What lines below include the string "Target"? Pick them out and copy them.

Exercise material START

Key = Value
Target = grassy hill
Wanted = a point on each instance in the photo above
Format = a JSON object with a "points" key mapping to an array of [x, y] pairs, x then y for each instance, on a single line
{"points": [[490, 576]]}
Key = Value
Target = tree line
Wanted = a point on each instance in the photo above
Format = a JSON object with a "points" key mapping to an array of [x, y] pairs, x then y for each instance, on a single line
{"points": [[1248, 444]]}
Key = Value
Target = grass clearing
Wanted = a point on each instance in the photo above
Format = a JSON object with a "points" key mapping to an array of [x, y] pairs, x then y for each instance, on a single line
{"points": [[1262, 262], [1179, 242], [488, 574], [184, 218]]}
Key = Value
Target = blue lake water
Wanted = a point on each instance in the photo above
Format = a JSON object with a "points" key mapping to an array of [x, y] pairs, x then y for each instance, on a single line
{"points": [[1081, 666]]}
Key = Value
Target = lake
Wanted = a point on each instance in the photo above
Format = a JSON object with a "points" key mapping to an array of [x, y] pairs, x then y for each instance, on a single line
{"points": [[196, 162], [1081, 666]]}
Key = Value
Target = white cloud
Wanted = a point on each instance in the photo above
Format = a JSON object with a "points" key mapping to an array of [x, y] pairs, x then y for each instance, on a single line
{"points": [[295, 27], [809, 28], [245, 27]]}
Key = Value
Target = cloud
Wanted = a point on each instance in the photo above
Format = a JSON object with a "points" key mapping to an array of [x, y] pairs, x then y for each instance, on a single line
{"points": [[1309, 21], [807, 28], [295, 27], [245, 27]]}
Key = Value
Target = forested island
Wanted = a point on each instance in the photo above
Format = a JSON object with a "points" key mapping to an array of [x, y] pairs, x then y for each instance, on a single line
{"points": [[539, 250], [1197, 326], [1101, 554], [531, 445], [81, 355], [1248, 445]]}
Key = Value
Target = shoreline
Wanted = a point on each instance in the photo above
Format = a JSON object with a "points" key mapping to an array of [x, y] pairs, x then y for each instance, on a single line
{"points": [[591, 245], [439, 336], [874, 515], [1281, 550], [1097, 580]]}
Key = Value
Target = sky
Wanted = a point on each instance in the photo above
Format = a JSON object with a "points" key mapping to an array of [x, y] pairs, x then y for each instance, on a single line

Exercise material END
Exercise material START

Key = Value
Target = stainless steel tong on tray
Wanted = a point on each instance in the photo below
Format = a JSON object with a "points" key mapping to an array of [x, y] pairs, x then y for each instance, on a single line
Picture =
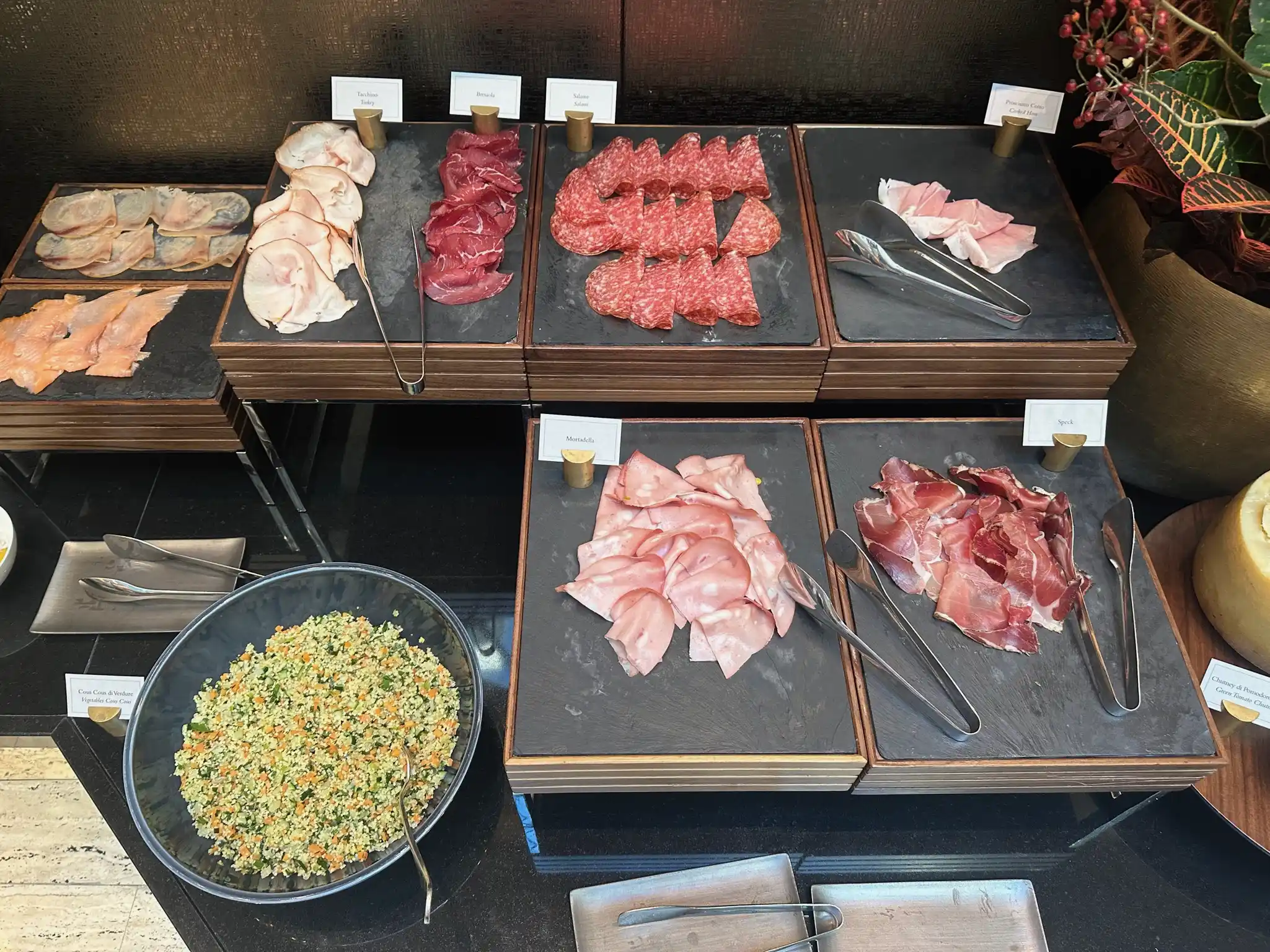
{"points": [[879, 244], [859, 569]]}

Exercise material END

Finished exercise:
Target = grassy hill
Target = tree line
Target = grass clearing
Target = blue lake water
Target = lake
Target = white cloud
Target = cloud
Target = forested island
Target = shoreline
Target = sky
Target = stainless steel tong on tray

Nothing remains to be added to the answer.